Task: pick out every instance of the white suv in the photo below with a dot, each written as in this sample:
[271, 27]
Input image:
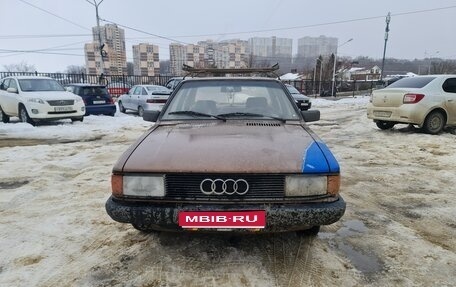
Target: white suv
[33, 99]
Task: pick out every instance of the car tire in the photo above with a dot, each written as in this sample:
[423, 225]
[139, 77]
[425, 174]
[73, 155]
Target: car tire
[144, 229]
[4, 117]
[24, 117]
[434, 123]
[81, 119]
[122, 108]
[385, 125]
[140, 111]
[309, 232]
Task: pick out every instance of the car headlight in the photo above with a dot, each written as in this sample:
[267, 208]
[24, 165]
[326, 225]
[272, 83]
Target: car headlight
[138, 185]
[305, 185]
[36, 100]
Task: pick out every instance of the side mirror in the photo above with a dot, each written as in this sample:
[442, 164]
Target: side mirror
[12, 90]
[151, 116]
[311, 116]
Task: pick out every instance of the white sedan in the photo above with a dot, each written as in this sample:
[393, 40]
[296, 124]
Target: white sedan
[34, 99]
[142, 98]
[426, 101]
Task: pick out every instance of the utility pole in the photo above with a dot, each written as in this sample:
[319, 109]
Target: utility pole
[334, 67]
[101, 45]
[388, 19]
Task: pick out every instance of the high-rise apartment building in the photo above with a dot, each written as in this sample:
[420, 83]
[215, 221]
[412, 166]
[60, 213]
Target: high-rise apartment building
[146, 60]
[313, 47]
[115, 58]
[268, 51]
[177, 57]
[226, 54]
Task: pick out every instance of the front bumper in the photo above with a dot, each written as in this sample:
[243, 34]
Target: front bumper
[280, 217]
[38, 111]
[109, 109]
[406, 114]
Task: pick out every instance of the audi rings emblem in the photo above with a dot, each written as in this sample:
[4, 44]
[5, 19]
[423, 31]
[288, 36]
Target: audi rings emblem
[224, 186]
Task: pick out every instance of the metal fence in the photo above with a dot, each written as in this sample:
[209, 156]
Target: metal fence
[324, 88]
[117, 84]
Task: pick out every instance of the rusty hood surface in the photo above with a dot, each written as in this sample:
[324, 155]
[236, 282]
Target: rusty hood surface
[220, 147]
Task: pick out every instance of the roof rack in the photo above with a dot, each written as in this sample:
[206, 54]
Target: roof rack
[221, 72]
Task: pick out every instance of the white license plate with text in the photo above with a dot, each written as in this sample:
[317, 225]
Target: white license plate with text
[63, 109]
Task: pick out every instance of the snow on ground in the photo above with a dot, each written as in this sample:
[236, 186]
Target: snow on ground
[399, 228]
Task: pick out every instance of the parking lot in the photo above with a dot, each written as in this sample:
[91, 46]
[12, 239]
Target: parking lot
[399, 228]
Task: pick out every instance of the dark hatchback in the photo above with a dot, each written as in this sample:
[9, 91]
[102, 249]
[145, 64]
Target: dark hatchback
[96, 98]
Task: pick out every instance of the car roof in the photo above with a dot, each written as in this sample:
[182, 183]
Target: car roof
[30, 77]
[85, 85]
[233, 79]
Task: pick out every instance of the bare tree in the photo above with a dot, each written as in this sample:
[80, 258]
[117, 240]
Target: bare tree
[20, 67]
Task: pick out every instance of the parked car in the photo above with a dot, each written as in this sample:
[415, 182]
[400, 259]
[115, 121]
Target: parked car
[228, 154]
[173, 82]
[96, 98]
[118, 88]
[426, 101]
[142, 98]
[303, 102]
[34, 99]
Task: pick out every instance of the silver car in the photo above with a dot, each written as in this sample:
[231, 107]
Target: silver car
[142, 98]
[426, 101]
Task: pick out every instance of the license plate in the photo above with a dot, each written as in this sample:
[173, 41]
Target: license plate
[63, 109]
[255, 219]
[382, 114]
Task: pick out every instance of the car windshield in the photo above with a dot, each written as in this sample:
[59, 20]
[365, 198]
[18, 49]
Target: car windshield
[94, 91]
[156, 88]
[292, 90]
[412, 82]
[233, 99]
[38, 85]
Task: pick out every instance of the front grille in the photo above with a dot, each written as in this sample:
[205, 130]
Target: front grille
[55, 103]
[261, 186]
[63, 112]
[262, 124]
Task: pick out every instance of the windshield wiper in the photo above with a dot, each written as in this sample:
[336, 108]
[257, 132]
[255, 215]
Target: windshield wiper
[196, 114]
[240, 114]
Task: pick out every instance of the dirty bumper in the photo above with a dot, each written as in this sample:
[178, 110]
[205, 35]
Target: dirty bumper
[279, 217]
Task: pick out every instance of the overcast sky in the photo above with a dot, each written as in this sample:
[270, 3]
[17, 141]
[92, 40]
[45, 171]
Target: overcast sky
[414, 33]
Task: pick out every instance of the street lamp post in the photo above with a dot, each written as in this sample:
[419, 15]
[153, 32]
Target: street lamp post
[388, 19]
[430, 61]
[100, 47]
[334, 66]
[315, 70]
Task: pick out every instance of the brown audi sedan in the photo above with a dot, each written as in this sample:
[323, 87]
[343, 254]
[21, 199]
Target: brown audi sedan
[228, 154]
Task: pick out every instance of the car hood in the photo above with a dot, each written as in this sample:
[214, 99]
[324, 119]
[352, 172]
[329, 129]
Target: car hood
[256, 147]
[51, 95]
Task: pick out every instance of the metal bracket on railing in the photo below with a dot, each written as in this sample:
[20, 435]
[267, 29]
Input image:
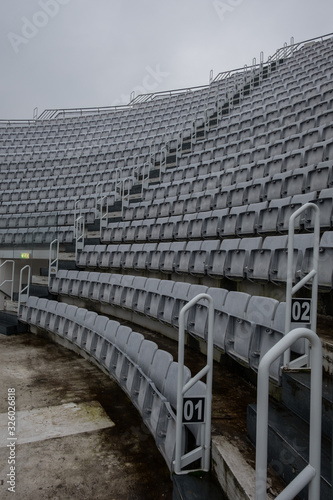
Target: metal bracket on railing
[201, 453]
[24, 289]
[53, 259]
[301, 312]
[311, 473]
[12, 278]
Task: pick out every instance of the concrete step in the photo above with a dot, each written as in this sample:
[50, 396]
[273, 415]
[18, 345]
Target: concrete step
[296, 397]
[288, 446]
[9, 324]
[196, 487]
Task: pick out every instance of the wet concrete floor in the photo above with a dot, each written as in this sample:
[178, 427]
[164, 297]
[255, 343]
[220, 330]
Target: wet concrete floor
[118, 462]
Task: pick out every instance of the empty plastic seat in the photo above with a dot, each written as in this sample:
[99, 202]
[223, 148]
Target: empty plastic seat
[260, 259]
[106, 341]
[139, 365]
[233, 307]
[130, 255]
[184, 256]
[236, 263]
[229, 221]
[264, 338]
[130, 290]
[117, 257]
[287, 209]
[155, 255]
[169, 305]
[170, 257]
[279, 261]
[325, 205]
[268, 217]
[247, 222]
[146, 390]
[155, 299]
[128, 366]
[212, 224]
[199, 259]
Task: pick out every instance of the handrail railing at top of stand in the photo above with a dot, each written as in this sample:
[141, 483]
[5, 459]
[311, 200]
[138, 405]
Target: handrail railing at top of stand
[51, 114]
[310, 474]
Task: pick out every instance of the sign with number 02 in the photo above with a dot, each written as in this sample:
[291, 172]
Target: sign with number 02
[301, 311]
[194, 410]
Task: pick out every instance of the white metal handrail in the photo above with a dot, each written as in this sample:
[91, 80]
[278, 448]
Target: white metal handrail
[80, 233]
[311, 473]
[24, 289]
[312, 275]
[53, 258]
[12, 278]
[202, 452]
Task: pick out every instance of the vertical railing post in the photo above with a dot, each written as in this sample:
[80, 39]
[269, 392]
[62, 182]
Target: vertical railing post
[312, 275]
[202, 452]
[24, 290]
[80, 233]
[310, 475]
[53, 259]
[12, 262]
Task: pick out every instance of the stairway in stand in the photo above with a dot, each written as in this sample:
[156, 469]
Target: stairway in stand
[288, 433]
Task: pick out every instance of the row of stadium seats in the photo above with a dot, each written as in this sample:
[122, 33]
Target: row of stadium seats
[245, 327]
[257, 259]
[146, 373]
[256, 218]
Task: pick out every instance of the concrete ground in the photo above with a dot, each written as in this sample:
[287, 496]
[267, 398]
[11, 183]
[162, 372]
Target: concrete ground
[103, 450]
[107, 453]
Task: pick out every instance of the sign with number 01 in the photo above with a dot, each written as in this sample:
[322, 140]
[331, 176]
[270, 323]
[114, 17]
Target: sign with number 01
[194, 410]
[301, 311]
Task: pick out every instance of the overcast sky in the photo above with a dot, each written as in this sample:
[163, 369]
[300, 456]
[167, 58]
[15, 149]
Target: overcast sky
[90, 53]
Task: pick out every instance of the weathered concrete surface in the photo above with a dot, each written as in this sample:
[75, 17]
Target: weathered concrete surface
[119, 462]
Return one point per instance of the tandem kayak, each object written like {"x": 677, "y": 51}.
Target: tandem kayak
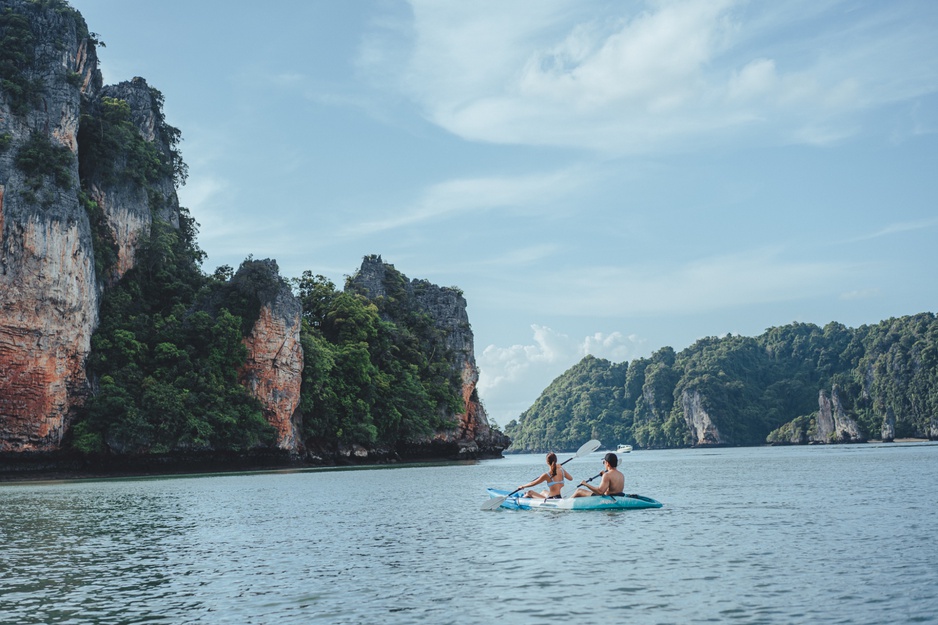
{"x": 605, "y": 502}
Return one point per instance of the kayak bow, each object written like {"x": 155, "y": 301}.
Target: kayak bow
{"x": 628, "y": 502}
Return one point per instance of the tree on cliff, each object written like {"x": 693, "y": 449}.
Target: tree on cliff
{"x": 753, "y": 390}
{"x": 367, "y": 380}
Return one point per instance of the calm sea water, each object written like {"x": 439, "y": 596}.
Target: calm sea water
{"x": 844, "y": 534}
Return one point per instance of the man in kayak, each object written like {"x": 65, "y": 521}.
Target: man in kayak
{"x": 613, "y": 481}
{"x": 554, "y": 477}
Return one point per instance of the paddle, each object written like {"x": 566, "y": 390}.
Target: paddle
{"x": 587, "y": 448}
{"x": 593, "y": 478}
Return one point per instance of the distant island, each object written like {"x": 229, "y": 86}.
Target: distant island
{"x": 794, "y": 384}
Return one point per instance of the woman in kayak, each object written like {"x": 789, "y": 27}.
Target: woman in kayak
{"x": 554, "y": 477}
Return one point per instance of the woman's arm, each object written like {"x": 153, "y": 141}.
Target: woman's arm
{"x": 544, "y": 477}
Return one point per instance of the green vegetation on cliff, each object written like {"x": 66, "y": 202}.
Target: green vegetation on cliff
{"x": 376, "y": 372}
{"x": 752, "y": 390}
{"x": 165, "y": 369}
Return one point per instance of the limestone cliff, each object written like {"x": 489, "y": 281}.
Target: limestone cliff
{"x": 833, "y": 424}
{"x": 57, "y": 182}
{"x": 699, "y": 424}
{"x": 274, "y": 368}
{"x": 472, "y": 434}
{"x": 48, "y": 293}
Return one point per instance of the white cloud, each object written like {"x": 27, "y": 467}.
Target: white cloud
{"x": 898, "y": 228}
{"x": 707, "y": 284}
{"x": 513, "y": 377}
{"x": 454, "y": 197}
{"x": 627, "y": 78}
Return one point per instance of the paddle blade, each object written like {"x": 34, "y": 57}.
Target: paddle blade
{"x": 588, "y": 447}
{"x": 492, "y": 504}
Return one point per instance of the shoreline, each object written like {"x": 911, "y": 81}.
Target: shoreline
{"x": 32, "y": 467}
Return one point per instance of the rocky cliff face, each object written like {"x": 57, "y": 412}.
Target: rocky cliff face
{"x": 128, "y": 204}
{"x": 273, "y": 371}
{"x": 447, "y": 307}
{"x": 833, "y": 424}
{"x": 699, "y": 423}
{"x": 48, "y": 293}
{"x": 49, "y": 283}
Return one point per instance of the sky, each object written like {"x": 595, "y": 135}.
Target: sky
{"x": 604, "y": 177}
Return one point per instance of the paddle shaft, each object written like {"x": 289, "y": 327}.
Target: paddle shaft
{"x": 593, "y": 478}
{"x": 586, "y": 448}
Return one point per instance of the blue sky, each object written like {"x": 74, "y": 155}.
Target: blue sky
{"x": 604, "y": 177}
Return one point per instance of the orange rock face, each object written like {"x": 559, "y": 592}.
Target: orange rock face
{"x": 274, "y": 369}
{"x": 47, "y": 314}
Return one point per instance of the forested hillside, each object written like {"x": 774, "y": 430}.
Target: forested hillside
{"x": 798, "y": 383}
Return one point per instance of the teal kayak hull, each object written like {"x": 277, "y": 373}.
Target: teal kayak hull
{"x": 605, "y": 502}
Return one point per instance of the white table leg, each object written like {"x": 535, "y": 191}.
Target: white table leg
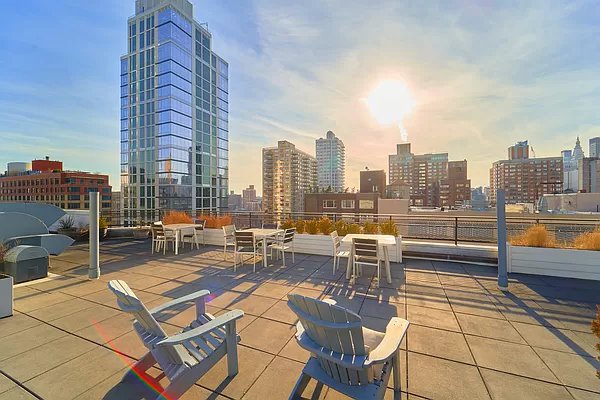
{"x": 386, "y": 255}
{"x": 265, "y": 252}
{"x": 349, "y": 265}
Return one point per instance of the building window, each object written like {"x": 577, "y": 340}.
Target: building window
{"x": 348, "y": 204}
{"x": 365, "y": 204}
{"x": 328, "y": 203}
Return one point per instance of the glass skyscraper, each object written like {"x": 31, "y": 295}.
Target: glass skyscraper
{"x": 174, "y": 114}
{"x": 331, "y": 163}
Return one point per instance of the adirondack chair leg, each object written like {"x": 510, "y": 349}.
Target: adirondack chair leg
{"x": 396, "y": 371}
{"x": 300, "y": 386}
{"x": 317, "y": 392}
{"x": 141, "y": 366}
{"x": 231, "y": 343}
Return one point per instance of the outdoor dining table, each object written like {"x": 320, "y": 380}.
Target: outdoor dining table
{"x": 385, "y": 241}
{"x": 264, "y": 234}
{"x": 178, "y": 229}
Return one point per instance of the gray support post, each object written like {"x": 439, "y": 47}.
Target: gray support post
{"x": 94, "y": 269}
{"x": 501, "y": 219}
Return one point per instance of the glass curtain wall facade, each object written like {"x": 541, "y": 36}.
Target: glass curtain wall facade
{"x": 331, "y": 163}
{"x": 174, "y": 114}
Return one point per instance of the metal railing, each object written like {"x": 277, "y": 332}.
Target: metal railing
{"x": 428, "y": 227}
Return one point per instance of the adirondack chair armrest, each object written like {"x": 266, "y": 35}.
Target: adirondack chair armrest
{"x": 394, "y": 333}
{"x": 203, "y": 329}
{"x": 198, "y": 296}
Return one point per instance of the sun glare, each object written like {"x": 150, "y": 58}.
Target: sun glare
{"x": 390, "y": 102}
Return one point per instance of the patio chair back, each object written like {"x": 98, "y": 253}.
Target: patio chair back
{"x": 366, "y": 250}
{"x": 338, "y": 335}
{"x": 228, "y": 231}
{"x": 244, "y": 239}
{"x": 337, "y": 243}
{"x": 147, "y": 328}
{"x": 288, "y": 235}
{"x": 157, "y": 231}
{"x": 200, "y": 224}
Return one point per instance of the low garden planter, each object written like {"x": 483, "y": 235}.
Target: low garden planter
{"x": 141, "y": 233}
{"x": 6, "y": 295}
{"x": 567, "y": 263}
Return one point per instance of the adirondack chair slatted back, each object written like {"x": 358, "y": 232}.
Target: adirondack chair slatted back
{"x": 288, "y": 235}
{"x": 335, "y": 329}
{"x": 367, "y": 249}
{"x": 244, "y": 239}
{"x": 150, "y": 329}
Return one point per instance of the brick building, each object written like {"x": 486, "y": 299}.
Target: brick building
{"x": 456, "y": 188}
{"x": 526, "y": 180}
{"x": 341, "y": 203}
{"x": 47, "y": 183}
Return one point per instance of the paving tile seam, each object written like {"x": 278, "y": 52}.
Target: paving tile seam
{"x": 20, "y": 385}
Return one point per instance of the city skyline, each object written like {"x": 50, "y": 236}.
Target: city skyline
{"x": 469, "y": 101}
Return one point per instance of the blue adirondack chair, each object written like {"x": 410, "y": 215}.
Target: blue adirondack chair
{"x": 345, "y": 356}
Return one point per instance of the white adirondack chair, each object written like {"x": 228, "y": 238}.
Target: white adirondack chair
{"x": 345, "y": 356}
{"x": 187, "y": 356}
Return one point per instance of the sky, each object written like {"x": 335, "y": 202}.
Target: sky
{"x": 482, "y": 75}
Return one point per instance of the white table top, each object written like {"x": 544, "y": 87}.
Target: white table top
{"x": 258, "y": 232}
{"x": 383, "y": 240}
{"x": 180, "y": 226}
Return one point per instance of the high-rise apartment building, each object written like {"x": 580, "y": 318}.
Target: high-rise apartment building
{"x": 288, "y": 173}
{"x": 589, "y": 175}
{"x": 373, "y": 181}
{"x": 174, "y": 113}
{"x": 47, "y": 182}
{"x": 595, "y": 147}
{"x": 525, "y": 180}
{"x": 455, "y": 189}
{"x": 422, "y": 172}
{"x": 331, "y": 163}
{"x": 248, "y": 197}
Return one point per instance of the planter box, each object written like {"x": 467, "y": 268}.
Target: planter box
{"x": 567, "y": 263}
{"x": 6, "y": 296}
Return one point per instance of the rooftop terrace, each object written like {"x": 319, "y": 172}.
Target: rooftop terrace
{"x": 467, "y": 340}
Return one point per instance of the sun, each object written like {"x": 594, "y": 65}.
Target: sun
{"x": 390, "y": 102}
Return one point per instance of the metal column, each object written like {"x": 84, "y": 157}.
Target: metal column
{"x": 501, "y": 219}
{"x": 94, "y": 269}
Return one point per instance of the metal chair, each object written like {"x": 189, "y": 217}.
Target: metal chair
{"x": 345, "y": 356}
{"x": 283, "y": 243}
{"x": 228, "y": 238}
{"x": 184, "y": 357}
{"x": 245, "y": 243}
{"x": 160, "y": 238}
{"x": 337, "y": 253}
{"x": 365, "y": 252}
{"x": 198, "y": 230}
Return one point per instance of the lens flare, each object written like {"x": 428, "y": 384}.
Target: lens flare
{"x": 390, "y": 102}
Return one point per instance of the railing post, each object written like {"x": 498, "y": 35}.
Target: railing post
{"x": 94, "y": 215}
{"x": 456, "y": 231}
{"x": 501, "y": 221}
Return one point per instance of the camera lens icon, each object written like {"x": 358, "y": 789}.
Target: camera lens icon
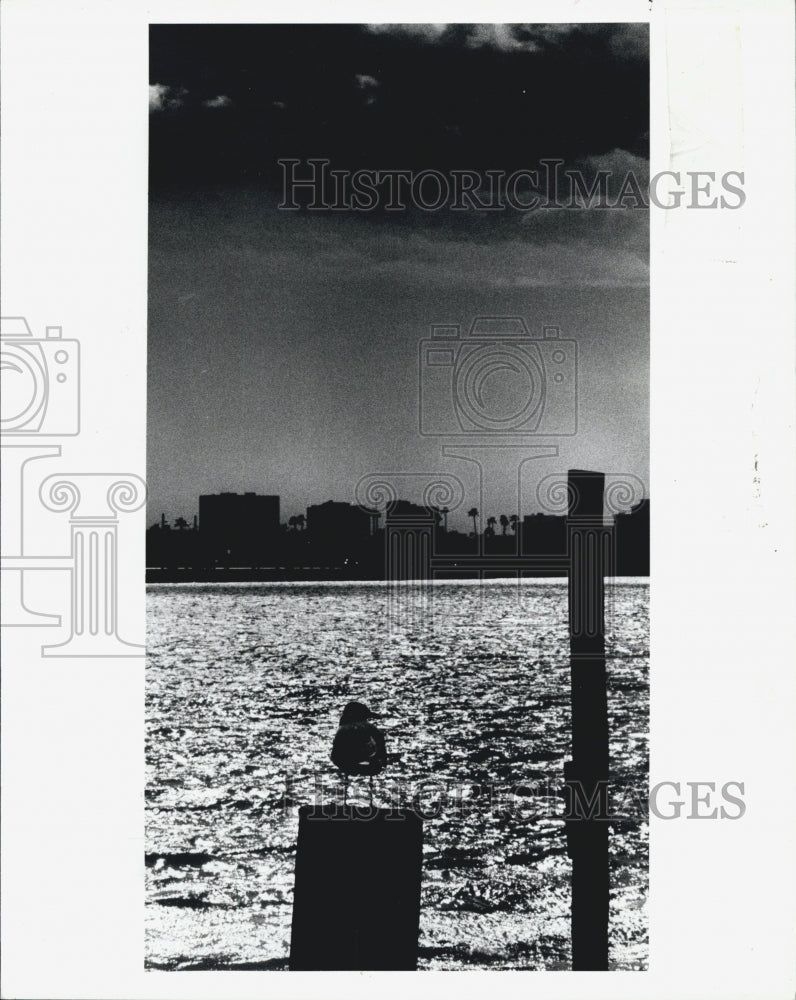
{"x": 497, "y": 380}
{"x": 498, "y": 388}
{"x": 40, "y": 381}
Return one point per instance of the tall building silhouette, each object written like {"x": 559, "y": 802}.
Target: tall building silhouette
{"x": 632, "y": 540}
{"x": 544, "y": 535}
{"x": 238, "y": 529}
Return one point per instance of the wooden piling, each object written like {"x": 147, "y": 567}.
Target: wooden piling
{"x": 356, "y": 903}
{"x": 586, "y": 776}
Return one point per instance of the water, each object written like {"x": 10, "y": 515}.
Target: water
{"x": 245, "y": 684}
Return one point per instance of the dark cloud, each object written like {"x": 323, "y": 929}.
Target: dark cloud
{"x": 390, "y": 97}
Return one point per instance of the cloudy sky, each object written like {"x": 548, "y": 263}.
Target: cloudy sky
{"x": 283, "y": 346}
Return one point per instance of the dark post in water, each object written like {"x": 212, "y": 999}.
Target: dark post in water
{"x": 586, "y": 775}
{"x": 356, "y": 903}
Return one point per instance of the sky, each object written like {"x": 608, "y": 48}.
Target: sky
{"x": 283, "y": 346}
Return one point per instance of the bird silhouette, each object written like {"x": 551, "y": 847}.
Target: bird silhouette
{"x": 358, "y": 746}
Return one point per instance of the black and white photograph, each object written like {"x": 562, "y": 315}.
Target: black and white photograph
{"x": 397, "y": 429}
{"x": 398, "y": 553}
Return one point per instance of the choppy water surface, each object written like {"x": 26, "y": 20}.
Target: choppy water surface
{"x": 245, "y": 684}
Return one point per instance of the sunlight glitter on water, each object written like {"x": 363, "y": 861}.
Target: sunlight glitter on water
{"x": 245, "y": 683}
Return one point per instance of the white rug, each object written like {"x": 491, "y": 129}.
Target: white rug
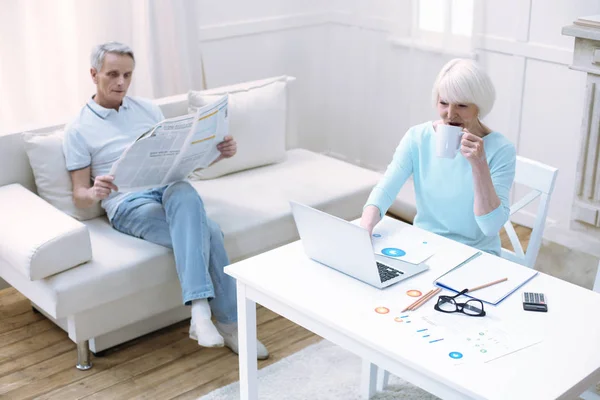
{"x": 322, "y": 371}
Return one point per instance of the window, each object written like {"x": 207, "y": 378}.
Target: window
{"x": 444, "y": 23}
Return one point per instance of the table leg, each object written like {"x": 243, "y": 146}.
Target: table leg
{"x": 596, "y": 287}
{"x": 383, "y": 378}
{"x": 368, "y": 380}
{"x": 247, "y": 345}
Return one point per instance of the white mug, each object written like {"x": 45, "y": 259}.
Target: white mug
{"x": 447, "y": 140}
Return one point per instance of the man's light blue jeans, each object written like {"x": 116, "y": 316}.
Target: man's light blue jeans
{"x": 173, "y": 216}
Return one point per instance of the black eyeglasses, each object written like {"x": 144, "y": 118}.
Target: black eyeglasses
{"x": 448, "y": 304}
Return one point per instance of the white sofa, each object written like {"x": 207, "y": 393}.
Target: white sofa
{"x": 130, "y": 286}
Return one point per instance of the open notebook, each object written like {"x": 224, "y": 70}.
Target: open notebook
{"x": 483, "y": 269}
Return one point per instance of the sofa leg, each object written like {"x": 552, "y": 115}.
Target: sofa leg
{"x": 83, "y": 356}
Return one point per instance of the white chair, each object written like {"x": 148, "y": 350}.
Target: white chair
{"x": 540, "y": 178}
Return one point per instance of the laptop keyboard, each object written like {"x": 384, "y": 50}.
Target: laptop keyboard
{"x": 386, "y": 273}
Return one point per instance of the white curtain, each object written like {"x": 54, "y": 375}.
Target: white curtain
{"x": 45, "y": 51}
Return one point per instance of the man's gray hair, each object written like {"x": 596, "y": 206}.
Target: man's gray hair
{"x": 99, "y": 52}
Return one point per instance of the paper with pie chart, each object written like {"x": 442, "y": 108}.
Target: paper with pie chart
{"x": 406, "y": 245}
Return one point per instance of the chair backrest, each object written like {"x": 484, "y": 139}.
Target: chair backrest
{"x": 540, "y": 178}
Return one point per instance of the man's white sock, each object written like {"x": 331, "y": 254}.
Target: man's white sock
{"x": 227, "y": 328}
{"x": 207, "y": 333}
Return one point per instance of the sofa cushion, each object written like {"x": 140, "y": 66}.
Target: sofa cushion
{"x": 52, "y": 179}
{"x": 122, "y": 265}
{"x": 257, "y": 121}
{"x": 252, "y": 208}
{"x": 36, "y": 238}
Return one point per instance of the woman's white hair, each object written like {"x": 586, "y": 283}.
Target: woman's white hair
{"x": 463, "y": 81}
{"x": 99, "y": 52}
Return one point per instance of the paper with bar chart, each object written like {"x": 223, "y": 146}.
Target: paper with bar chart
{"x": 451, "y": 338}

* **WORK TO BE COMPLETED**
Write out exactly the lines of the entries above that run from the line containing "Return one point per instance of the sofa cushion, each" through the last line, including both.

* **RESPONSE BELOW**
Return one point per instance of the sofa cushion, each object written like {"x": 140, "y": 66}.
Target: sofa cushion
{"x": 52, "y": 179}
{"x": 122, "y": 265}
{"x": 257, "y": 121}
{"x": 252, "y": 208}
{"x": 36, "y": 238}
Return one point per instance of the woman's white hair, each object written like {"x": 586, "y": 283}.
Target: woman's white hair
{"x": 463, "y": 81}
{"x": 99, "y": 52}
Return one point per instance of the paper with bar chart, each object written like {"x": 223, "y": 146}.
Target: paper with bar chart
{"x": 451, "y": 338}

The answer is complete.